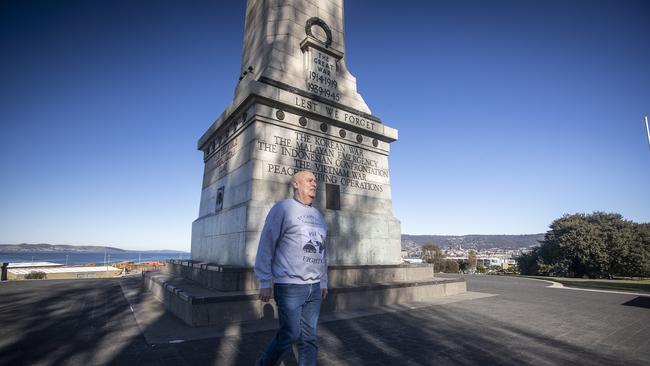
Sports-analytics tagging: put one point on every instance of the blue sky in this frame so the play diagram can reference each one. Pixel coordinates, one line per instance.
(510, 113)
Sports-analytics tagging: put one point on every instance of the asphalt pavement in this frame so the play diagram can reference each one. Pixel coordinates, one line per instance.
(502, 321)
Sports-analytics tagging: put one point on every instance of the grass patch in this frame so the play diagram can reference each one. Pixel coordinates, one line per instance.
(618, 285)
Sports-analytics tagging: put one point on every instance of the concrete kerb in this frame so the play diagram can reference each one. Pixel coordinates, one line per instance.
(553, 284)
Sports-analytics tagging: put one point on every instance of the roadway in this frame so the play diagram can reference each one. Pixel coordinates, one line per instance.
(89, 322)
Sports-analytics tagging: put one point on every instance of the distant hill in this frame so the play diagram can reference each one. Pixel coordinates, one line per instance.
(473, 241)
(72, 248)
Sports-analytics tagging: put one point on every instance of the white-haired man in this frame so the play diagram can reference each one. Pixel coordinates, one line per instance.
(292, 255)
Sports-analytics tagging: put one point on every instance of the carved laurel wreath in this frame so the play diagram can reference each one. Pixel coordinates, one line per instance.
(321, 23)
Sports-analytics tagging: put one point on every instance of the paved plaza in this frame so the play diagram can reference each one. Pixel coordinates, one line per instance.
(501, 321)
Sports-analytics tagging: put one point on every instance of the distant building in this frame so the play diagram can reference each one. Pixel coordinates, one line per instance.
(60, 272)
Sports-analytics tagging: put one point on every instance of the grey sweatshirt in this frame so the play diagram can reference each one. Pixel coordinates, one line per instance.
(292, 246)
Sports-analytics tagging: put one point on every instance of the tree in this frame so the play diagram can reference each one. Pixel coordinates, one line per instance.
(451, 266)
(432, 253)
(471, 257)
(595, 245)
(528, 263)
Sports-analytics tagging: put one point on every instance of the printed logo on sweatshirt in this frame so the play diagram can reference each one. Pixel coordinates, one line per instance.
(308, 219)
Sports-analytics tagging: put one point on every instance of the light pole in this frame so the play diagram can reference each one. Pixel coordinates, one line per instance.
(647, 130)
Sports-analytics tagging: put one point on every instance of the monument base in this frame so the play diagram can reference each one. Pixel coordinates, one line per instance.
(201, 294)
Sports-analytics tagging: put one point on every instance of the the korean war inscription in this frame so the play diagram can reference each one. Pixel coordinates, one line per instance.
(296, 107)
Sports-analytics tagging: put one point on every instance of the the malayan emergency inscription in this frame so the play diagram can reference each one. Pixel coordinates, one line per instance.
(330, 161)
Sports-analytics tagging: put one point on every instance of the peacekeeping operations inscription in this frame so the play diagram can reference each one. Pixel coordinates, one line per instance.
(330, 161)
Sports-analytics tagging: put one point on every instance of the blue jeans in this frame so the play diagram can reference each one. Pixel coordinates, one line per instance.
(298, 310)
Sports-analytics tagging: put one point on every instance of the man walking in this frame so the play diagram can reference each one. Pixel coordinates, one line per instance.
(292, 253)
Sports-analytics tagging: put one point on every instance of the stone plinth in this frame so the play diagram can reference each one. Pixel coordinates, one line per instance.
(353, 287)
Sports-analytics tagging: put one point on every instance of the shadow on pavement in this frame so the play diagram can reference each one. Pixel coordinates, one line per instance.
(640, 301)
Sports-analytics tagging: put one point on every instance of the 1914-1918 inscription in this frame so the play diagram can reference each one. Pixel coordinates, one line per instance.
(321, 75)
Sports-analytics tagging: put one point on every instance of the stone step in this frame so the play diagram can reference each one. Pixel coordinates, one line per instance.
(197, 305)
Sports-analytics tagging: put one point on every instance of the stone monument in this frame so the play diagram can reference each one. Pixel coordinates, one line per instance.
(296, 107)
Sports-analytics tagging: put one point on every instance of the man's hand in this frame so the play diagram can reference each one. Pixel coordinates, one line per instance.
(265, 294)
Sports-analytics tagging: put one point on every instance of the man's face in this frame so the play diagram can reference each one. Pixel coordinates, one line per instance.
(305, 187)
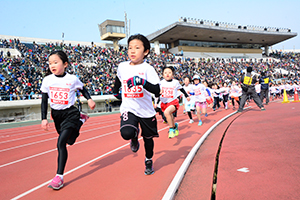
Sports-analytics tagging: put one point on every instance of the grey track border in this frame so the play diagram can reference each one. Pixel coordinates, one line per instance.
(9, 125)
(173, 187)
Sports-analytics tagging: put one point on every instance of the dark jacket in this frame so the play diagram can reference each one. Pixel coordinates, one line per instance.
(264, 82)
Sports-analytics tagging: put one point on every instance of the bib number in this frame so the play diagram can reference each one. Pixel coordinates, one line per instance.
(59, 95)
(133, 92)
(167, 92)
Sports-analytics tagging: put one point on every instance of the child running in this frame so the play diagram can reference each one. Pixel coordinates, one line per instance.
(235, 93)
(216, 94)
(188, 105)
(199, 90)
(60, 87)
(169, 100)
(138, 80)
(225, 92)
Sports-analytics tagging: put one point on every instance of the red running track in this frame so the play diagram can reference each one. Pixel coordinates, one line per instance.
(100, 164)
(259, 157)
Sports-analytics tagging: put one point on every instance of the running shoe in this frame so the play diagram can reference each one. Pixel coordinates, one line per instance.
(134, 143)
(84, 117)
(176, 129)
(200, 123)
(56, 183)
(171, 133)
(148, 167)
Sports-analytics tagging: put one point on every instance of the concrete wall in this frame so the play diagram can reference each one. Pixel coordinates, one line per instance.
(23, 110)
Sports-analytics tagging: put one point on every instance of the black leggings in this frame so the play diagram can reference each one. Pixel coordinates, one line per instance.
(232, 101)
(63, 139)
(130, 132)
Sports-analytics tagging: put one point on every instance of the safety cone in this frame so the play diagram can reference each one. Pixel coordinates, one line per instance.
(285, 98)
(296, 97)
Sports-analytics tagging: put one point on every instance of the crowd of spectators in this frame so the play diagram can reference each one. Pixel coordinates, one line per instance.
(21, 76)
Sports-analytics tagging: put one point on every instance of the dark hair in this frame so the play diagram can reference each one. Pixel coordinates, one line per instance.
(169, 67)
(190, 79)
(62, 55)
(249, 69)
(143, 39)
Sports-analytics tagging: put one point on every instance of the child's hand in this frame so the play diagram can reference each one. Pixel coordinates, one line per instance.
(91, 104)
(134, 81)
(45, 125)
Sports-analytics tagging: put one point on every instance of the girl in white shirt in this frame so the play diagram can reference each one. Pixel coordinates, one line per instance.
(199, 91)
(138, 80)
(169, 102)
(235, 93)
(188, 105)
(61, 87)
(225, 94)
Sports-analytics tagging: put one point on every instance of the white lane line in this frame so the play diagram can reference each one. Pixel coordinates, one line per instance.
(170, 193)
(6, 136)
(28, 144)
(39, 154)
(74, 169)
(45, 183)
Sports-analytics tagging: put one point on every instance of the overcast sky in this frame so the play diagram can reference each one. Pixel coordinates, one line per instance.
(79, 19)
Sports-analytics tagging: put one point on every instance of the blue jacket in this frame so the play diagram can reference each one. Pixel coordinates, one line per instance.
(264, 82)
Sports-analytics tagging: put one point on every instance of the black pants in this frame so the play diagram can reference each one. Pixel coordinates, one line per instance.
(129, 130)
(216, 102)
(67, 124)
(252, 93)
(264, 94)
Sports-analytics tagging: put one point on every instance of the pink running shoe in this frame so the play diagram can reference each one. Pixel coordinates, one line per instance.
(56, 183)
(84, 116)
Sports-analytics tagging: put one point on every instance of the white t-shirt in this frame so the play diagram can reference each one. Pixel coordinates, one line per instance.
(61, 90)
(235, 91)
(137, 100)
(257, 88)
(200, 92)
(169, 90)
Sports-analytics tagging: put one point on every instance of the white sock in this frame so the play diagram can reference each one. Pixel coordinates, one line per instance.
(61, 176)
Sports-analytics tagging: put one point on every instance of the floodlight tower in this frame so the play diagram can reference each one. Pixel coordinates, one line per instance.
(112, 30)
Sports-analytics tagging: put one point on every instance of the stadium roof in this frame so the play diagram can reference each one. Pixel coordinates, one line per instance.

══════════

→ **What the exercise asks**:
Rewrite all of the lines above, changing "play diagram" to "tactics board" at every occurrence and leaving everything else exactly as it is. Omit the pictures from your answer.

→ **Task response**:
Sports-analytics tagging: put one point on every instance of the blue sky in this frame so the tactics board can reference each one. Pixel coordinates, one line per instance.
(510, 113)
Sports-analytics tagging: put one point on every instance of the asphalt pavement in this frame so the tactics board can reference each one. Pixel coordinates, one line per instance.
(502, 321)
Sports-analytics tagging: put one point on every instance of the grass patch in this frame so the tactics board can reference each one. Pixel coordinates, one line per instance.
(618, 285)
Sports-analytics tagging: put one point on every instance of the concrete kerb in this frame so the tactics board can reference each one. Pixel coordinates, one line per instance.
(553, 284)
Sports-analytics tagging: put one point on every instance of the roadway in this frame so the tactics board can reference each one. Pixel coordinates, one line per instance.
(89, 322)
Sports-analytics tagging: put one point on every instance of the distant hill in this frame so the tactics board can reference each one. Pixel coordinates, one line per instance.
(473, 241)
(72, 248)
Sports-analytics tagging: put one point on every instance of the white-haired man in this frame so the tactics board can reference each one. Pixel coordinates, one line per instance.
(292, 255)
Sports-analytics tagging: put one point on every instance of the carved laurel wreath in this frame so the tactics board can reference each one. Pixel coordinates, one line per instance.
(321, 23)
Sports-analytics tagging: put one point on every instance of the paved plaza in this frame so the tactics board can reference each one. Pixel coordinates, one line per instance.
(501, 321)
Sports-analytics tagging: put one point on every instance of the distant building in this frame so the tactics board can reference each one. Pixel coordinates, one line per instance.
(60, 272)
Sports-analytics tagging: put one point on every instance of the grey sweatshirt in this frame so the tactics board can reference each one. Pixel coordinates, one line per instance.
(292, 246)
Sports-analytics tagging: put one point on every instance of the tree in this frame so the tactics board can reference each one. Pixel coordinates, one line per instance.
(451, 266)
(432, 253)
(471, 257)
(595, 245)
(528, 263)
Sports-analytics tagging: put one point on every instance of the printed logo on sweatshirt in this frame so the tactics board can reference each one. Pixel coordinates, one line per instance.
(308, 219)
Sports-analytics tagging: put one point on every instance of the light pole in this frame so the tactics board can reference each one. Pixel coordinates, one line per instance.
(647, 130)
Sports-analytics tagging: put one point on every instance of the monument base in this frame so the tactics board can reference each one. Pixel coordinates, one line per instance.
(201, 294)
Sports-analytics tagging: put one point on every instance of the the korean war inscription in this frame so the tactics board can reference each one. Pixel coordinates, one line per instance.
(296, 107)
Sports-analytics tagging: put one point on every instance of the the malayan emergency inscription in this frame so the tactics board can reference each one. Pixel coordinates, one line per instance.
(330, 161)
Sports-analytics tagging: put one point on every instance of the peacekeeping operations inscription in this frame so the tactics board can reference each one. Pixel coordinates, one line per instance.
(330, 161)
Sports-analytics tagging: put one point on every instance of the blue jeans in this frame so the tactics board can reference each one. Pixel coordinates, one line per instance.
(298, 310)
Sports-analytics tagging: put one point on every instance of the man walking in this frame so the tactics board can reference each one. Pixel coordinates, one line per instance.
(292, 253)
Sports-analytics tagging: put one point on every instance of the stone plinth in this frame so the tactics board can reference each one. Pixel coordinates, one line per instance.
(353, 287)
Sports-analytics tagging: put one point on every instance of the shadow on pavement in this frame so the tactics board can reference each one. Pixel coordinates, one line per instance.
(640, 301)
Sports-analytics tagging: put one point on every instance of the 1914-1918 inscription in this frame so the tactics board can reference each one. Pixel coordinates, one line per instance.
(321, 75)
Sports-analytics tagging: put one point on every instance of the stone step in this frame so the tactics board can reference each one. Pixel coordinates, one line per instance.
(197, 305)
Sports-analytics tagging: put one point on every instance of the stone monument in this frame so the tactics board can reference each one. Pixel coordinates, one line per instance.
(296, 107)
Sports-analytics tagging: put one point on every instance of the man's hand in this frame so the tactics board can reference each one. Pixel coordinates, one line per instance.
(265, 294)
Sports-analytics tagging: put one point on every instance of the man's face in this frame so the tactics board can reference each one. Pixel coordinates, one line per instance.
(305, 187)
Sports-analytics tagging: put one point on every instance of the grey track border in this frame so the tactics board can reference each one. Pixel coordinates, one line per instance.
(9, 125)
(173, 187)
Sports-analytics tagging: put one point on every instance of the dark jacket in this frame so the tactics board can reference each one. Pixel coordinates, one line per instance.
(264, 82)
Sports-analytics tagging: put one point on every instance of the bib number in this frame so the tactics board can reference each one. Pixel coordinates, one line per instance.
(59, 95)
(133, 92)
(167, 92)
Sports-analytics tagging: put one point on every instance of the child running in this frame so the tactics board can reference each one. Pixel coordinates, one line per instance.
(235, 93)
(216, 94)
(188, 105)
(199, 90)
(60, 87)
(169, 100)
(138, 80)
(225, 92)
Sports-analytics tagging: put one point on every instance of the red running track in this frame so the tactics board can reference each one. Pixel coordinates, one line per instance.
(100, 164)
(259, 157)
Sports-analytics tagging: put one point on every instance of the running shoe in this frame so the tactics board can reference each one. Pixel coordinates, one line per instance.
(134, 143)
(84, 117)
(176, 129)
(200, 123)
(56, 183)
(171, 133)
(148, 167)
Sports-analytics tagging: put one point on every instance of the concrete wall in this frame so the tactics board can reference each one. Pixel coordinates, one line per instance.
(23, 110)
Sports-analytics tagging: put one point on every instance of the black leggings in this frame so the tactics board can reference each one. Pixel coordinates, one line per instance.
(232, 101)
(63, 139)
(130, 132)
Sports-analytics tagging: put one point on every instance of the safety cone in this frame so the tactics board can reference each one. Pixel coordinates, one line per instance.
(285, 98)
(296, 97)
Sports-analytics tagging: put one point on every instance of the crowd of spectators in this frame so the tactics board can reference each one. Pixel coordinates, one line per instance.
(21, 76)
Sports-analytics tagging: put one point on every instance of the dark hair in this frame so the tactics board can reference each one. Pixel coordinates, one line per instance.
(169, 67)
(190, 79)
(62, 55)
(249, 69)
(143, 39)
Sports-analytics tagging: put one point on every instance of the child's hand in this frame so the tactics board can reference each one. Pixel coordinates, one line per instance.
(91, 104)
(134, 81)
(45, 125)
Sports-analytics tagging: put one point on every instance of the girl in white shirt in this frame so the tactics board can reference each one. Pixel coordinates, one line per instance.
(199, 91)
(138, 80)
(169, 102)
(235, 93)
(188, 105)
(61, 87)
(225, 94)
Sports-analytics tagging: put one point on every instance of the white lane line in this frame so the tactics board can reference each one. Pixel coordinates, one line per instance.
(170, 193)
(6, 136)
(28, 144)
(39, 154)
(74, 169)
(45, 183)
Sports-analytics tagging: put one point on every instance of the overcast sky in this frame so the tactics board can reference each one. Pixel coordinates, one line per instance.
(79, 19)
Sports-analytics tagging: put one point on every instance of the blue jacket in this frame so the tactics board can reference each one. Pixel coordinates, one line per instance.
(264, 82)
Sports-analytics tagging: put one point on every instance of the black pants in this frame so the tactics board can reference each one. Pixel coordinates, one line per instance.
(129, 130)
(216, 102)
(67, 124)
(252, 93)
(264, 94)
Sports-analytics tagging: put one point on every instance of the pink running shoe in this frame so the tactics board can reference each one. Pixel coordinates, one line per instance.
(56, 183)
(84, 116)
Sports-analytics tagging: put one point on every instance of the white t-shirt in this frame so the tactics board can reference each one. Pixel coordinates, one line per instance.
(61, 90)
(235, 91)
(137, 100)
(257, 88)
(200, 92)
(169, 90)
Sports-analytics tagging: put one point on every instance of the white sock in this frame so the tactics board can reference each one. Pixel coordinates, one line per instance.
(61, 176)
Sports-analytics tagging: put one point on every instance of the floodlight tower in this frame so the tactics board can reference each one. Pixel coordinates, one line per instance.
(112, 30)
Sports-analytics tagging: put one point on every instance of the stadium roof in this frame so the tactics board can reference each one. Pixel coordinates, one line per instance.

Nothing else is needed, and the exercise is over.